Becoming Realer: Identity, Craft and the MFA is a column that explores issues of poetry, theory and writing craft in relation to the personal experiences of Saint Mary’s College of California Creative Writing MFA candidate and LR staff writer, Kelsay Myers.
“We tell ourselves stories in order to live,” Joan Didion began “The White Album.” Her words have been on repeat in my head during the months that I have been neglecting this column while putting the finishing touches on my thesis for Saint Mary’s MFA in Creative Nonfiction. As I prepared to walk for graduation, I found myself returning to the beginning and wondering: Is that why I decided to tell stories? What exactly is the nature of telling stories?
This past January, I took a class that explored fairy tales from a comparative and cross-cultural perspective. I thought it would help me learn how to write stories since folk tales have both expository and narrative elements and follow set structural patterns. There is a hero or heroine who goes on a journey. There is a donor who helps the hero or heroine. There is a conflict, separation and ultimately a reunion. Things tend to happen in threes. In order to find the narrative arc in my own story, I decided to go back to the very beginning.
Some folklorists believe that the first stories told were tales of giant-slayers. In a Norwegian tale, seven brothers go off in search of seven brides, and the oldest six are turned to stone by a giant’s hand. Only the youngest prince and princess are able to trick the giant and destroy his heart. Or in the Portuguese version, three sisters go out into a field to pick flowers, then disappear. When the youngest brother comes of age, he goes off in search of his lost sisters and finds the first two married to the King of the Birds and the King of the Fishes respectively. But his youngest sister is being held prisoner by an evil giant that wants to force her hand in marriage, and the brother must destroy the giant’s heart. Then there’s the Cyclops in Homer’s Odyssey or David and Goliath. Were these stories told in order for ancient people to live or were they just stories the peasants liked to tell to pass the time?
Maybe Joan Didion was only talking about her own stories. Or maybe her saying only holds true in contemporary society. Then again, with shows like Once Upon A Time and Grimm on the air and a steady stream of films that re-imagine fairy tales from “Little Red Riding Hood” to “Puss in Boots” and “Snow White,” contemporary culture seems just as fascinated with telling and hearing these stories as the ancients were. Maybe it’s the stories that do the living.

Set task a:
Reproduce the stretch of entries below from the line containing "[mark] forearm (a" through the end of the entries, with both ends included.
The column and the entries come from unrelated sources.

Stored data:
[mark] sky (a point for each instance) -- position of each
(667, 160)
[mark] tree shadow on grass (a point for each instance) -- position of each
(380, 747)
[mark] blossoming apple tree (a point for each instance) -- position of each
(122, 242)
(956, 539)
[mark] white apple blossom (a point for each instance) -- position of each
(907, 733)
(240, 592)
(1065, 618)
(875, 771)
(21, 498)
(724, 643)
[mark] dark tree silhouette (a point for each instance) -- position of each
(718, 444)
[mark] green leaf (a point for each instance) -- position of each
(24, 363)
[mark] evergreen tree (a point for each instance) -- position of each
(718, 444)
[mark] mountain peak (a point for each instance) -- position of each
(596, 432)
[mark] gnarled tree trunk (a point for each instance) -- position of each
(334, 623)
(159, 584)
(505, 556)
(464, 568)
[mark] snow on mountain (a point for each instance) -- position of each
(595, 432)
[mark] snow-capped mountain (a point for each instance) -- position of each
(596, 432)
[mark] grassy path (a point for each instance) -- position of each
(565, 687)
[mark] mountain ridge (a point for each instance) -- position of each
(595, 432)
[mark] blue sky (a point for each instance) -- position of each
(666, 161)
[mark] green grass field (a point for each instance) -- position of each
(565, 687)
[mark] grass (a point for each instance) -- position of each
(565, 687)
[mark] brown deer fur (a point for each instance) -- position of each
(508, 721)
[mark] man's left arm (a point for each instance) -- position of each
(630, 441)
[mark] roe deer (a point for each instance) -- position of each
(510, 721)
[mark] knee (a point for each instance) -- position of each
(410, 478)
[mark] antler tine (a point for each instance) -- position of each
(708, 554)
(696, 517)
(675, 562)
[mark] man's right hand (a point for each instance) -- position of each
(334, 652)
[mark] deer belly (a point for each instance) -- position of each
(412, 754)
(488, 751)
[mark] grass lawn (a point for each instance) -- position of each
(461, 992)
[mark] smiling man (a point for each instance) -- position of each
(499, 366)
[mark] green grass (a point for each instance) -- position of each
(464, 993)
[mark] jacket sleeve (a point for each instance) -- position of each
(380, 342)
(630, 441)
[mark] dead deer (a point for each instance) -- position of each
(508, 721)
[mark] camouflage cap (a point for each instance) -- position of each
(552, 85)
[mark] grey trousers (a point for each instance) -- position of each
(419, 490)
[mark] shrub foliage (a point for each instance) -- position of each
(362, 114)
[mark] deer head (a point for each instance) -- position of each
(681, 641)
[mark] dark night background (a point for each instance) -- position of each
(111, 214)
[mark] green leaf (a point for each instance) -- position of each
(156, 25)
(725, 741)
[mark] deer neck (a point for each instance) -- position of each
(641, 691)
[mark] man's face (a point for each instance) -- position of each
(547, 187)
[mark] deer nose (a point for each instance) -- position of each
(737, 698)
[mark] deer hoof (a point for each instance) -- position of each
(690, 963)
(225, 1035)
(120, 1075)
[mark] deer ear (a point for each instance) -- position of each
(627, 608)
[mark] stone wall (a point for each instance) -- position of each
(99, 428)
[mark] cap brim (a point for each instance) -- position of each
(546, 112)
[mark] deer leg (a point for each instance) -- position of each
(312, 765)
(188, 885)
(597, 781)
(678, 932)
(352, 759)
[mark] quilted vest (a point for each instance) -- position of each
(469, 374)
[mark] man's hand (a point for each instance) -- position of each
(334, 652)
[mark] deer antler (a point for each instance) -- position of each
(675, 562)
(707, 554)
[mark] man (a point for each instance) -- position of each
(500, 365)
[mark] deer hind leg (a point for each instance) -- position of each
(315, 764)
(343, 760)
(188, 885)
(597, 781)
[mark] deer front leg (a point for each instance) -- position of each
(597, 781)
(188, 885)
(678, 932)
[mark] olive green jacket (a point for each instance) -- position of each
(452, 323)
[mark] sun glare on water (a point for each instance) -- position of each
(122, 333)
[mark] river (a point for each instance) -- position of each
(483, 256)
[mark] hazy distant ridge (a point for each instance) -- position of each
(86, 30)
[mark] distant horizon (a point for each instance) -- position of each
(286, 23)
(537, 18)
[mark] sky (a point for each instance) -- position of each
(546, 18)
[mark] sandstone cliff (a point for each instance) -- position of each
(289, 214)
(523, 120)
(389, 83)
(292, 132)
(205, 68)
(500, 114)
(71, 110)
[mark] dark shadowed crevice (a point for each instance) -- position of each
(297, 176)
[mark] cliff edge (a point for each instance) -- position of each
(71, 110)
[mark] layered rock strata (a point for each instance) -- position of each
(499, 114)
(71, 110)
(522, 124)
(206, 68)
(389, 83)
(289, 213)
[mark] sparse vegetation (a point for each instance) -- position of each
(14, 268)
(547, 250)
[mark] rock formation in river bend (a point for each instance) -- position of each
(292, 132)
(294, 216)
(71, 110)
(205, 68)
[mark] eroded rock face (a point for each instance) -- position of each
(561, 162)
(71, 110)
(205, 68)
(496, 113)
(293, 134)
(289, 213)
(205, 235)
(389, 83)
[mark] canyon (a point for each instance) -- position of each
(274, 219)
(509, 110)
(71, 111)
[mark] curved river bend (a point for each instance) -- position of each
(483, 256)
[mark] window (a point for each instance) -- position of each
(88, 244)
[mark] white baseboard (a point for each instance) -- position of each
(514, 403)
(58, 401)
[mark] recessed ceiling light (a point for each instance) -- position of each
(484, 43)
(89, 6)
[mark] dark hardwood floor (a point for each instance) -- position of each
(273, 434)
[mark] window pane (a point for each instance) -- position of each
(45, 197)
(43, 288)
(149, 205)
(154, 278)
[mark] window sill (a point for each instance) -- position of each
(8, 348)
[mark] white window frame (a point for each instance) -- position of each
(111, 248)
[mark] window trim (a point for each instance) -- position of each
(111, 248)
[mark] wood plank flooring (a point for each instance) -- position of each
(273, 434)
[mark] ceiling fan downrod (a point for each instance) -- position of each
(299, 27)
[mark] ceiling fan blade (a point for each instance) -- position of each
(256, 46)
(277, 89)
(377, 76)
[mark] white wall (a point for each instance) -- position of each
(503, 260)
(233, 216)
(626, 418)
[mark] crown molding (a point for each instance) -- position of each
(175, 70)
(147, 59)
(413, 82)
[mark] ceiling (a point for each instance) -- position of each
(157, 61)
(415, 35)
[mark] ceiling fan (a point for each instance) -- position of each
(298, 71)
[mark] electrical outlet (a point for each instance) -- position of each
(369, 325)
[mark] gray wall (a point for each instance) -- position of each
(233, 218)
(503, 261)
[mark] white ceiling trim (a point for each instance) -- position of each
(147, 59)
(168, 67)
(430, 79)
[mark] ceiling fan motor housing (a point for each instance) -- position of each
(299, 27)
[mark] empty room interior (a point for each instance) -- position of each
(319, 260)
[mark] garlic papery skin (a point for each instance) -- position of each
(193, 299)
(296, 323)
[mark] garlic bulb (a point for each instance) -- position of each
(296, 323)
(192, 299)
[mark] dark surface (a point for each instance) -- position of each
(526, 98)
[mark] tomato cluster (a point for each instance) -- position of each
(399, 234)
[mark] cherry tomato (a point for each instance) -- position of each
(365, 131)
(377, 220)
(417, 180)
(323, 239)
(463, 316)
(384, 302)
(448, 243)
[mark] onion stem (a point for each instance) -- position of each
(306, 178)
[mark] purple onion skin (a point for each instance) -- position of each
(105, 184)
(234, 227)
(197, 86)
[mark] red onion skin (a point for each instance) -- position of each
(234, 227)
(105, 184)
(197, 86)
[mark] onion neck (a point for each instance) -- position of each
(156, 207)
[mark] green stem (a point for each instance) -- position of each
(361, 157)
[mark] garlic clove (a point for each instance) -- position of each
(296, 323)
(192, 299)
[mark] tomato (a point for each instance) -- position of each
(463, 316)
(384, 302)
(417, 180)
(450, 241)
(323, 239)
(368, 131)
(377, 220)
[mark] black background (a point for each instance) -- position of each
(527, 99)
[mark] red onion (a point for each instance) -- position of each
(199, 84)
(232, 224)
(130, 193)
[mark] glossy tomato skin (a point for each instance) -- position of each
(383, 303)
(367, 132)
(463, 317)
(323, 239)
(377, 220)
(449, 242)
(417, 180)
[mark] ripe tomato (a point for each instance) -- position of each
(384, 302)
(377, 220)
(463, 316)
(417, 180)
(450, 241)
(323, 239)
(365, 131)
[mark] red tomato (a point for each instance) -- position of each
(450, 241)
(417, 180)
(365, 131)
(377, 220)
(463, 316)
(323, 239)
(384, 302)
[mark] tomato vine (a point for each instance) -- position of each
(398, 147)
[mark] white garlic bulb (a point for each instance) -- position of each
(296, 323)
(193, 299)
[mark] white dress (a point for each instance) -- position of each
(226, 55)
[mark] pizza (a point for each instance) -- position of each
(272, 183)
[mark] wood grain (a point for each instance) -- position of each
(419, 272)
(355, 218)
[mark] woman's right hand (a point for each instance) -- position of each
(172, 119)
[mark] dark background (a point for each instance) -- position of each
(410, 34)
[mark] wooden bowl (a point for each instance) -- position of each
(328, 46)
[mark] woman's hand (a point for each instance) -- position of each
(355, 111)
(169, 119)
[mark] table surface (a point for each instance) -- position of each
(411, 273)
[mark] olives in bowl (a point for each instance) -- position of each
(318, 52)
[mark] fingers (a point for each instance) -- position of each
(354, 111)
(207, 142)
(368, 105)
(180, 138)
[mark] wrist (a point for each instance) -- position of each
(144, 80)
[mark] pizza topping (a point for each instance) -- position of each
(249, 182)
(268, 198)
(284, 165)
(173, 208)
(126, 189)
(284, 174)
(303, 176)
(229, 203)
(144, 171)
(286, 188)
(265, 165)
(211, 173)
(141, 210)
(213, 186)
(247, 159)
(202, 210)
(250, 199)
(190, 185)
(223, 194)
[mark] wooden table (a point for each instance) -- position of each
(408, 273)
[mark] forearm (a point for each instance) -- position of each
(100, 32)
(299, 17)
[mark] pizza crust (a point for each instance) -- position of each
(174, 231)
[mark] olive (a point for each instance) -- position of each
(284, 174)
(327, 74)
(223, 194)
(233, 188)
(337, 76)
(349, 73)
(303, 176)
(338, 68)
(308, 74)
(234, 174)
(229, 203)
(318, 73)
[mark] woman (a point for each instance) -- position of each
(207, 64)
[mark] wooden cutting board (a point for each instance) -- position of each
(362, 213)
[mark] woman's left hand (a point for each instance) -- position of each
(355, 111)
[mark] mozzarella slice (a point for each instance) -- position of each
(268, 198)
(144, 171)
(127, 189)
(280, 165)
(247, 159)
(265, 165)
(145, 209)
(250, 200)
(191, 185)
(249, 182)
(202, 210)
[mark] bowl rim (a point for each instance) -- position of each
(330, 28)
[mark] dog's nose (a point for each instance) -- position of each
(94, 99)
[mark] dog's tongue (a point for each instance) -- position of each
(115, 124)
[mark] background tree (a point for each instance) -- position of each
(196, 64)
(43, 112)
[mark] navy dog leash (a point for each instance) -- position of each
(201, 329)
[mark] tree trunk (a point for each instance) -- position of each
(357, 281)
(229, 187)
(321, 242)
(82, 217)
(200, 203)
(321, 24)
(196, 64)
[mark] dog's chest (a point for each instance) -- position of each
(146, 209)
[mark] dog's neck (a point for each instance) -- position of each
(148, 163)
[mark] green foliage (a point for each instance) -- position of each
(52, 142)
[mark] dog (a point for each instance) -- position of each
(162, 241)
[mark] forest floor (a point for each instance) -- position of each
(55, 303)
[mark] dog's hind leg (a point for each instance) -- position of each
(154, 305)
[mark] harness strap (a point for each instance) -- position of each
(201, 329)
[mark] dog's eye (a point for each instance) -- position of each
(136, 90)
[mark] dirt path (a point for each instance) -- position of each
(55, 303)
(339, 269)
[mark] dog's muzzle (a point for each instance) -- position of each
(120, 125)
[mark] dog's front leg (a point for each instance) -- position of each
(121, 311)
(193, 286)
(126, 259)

Set task b:
Write out the stretch of the column from "Becoming Realer: Identity, Craft" through "of telling stories?".

Correct output a:
[mark] forearm (a point for each instance) -- position of each
(100, 32)
(299, 17)
[mark] pizza crust (a point for each instance) -- position of each
(174, 231)
[mark] olive (a point for each instance) -- position of each
(284, 174)
(327, 74)
(223, 194)
(233, 188)
(337, 76)
(349, 73)
(303, 176)
(338, 68)
(308, 74)
(234, 174)
(229, 203)
(318, 73)
[mark] woman (a point for each instance) -- position of each
(207, 64)
[mark] wooden cutting board (a point for each instance) -- position of each
(362, 213)
[mark] woman's left hand (a point for each instance) -- position of each
(355, 111)
[mark] mozzarella slice (a point for each instance) -- position of each
(268, 198)
(144, 171)
(127, 189)
(280, 165)
(247, 159)
(265, 165)
(145, 209)
(250, 200)
(191, 185)
(249, 182)
(202, 210)
[mark] bowl rim (a point for each instance) -- position of each
(330, 28)
[mark] dog's nose (a point for each instance) -- position of each
(94, 99)
[mark] dog's tongue (a point for each instance) -- position of each
(115, 124)
[mark] background tree (a point for each instance) -- position of each
(196, 64)
(43, 112)
[mark] navy dog leash (a point for each instance) -- position of each
(201, 329)
[mark] tree trunk (a point for each instance) -- position of each
(357, 281)
(229, 187)
(321, 242)
(82, 217)
(200, 203)
(321, 24)
(196, 64)
[mark] dog's chest (a point for each instance) -- position of each
(146, 209)
[mark] dog's neck (a point for each instance) -- position of each
(148, 163)
[mark] green foliage (a point for each instance) -- position of each
(52, 142)
[mark] dog (a point for each instance) -- position of each
(162, 241)
[mark] forest floor (a point for each instance) -- position of each
(55, 303)
[mark] dog's hind leg (a point for each instance) -- position of each
(154, 305)
[mark] harness strap (a point for each instance) -- position of each
(201, 329)
[mark] dog's eye (a point for each instance) -- position of each
(136, 90)
[mark] dirt path (a point for each instance) -- position of each
(55, 303)
(339, 269)
[mark] dog's muzzle (a point for each instance) -- position of each
(120, 125)
[mark] dog's front leg (a point for each instance) -- position of each
(121, 311)
(193, 286)
(126, 259)

Correct output b:
Becoming Realer: Identity, Craft and the MFA is a column that explores issues of poetry, theory and writing craft in relation to the personal experiences of Saint Mary’s College of California Creative Writing MFA candidate and LR staff writer, Kelsay Myers.
“We tell ourselves stories in order to live,” Joan Didion began “The White Album.” Her words have been on repeat in my head during the months that I have been neglecting this column while putting the finishing touches on my thesis for Saint Mary’s MFA in Creative Nonfiction. As I prepared to walk for graduation, I found myself returning to the beginning and wondering: Is that why I decided to tell stories? What exactly is the nature of telling stories?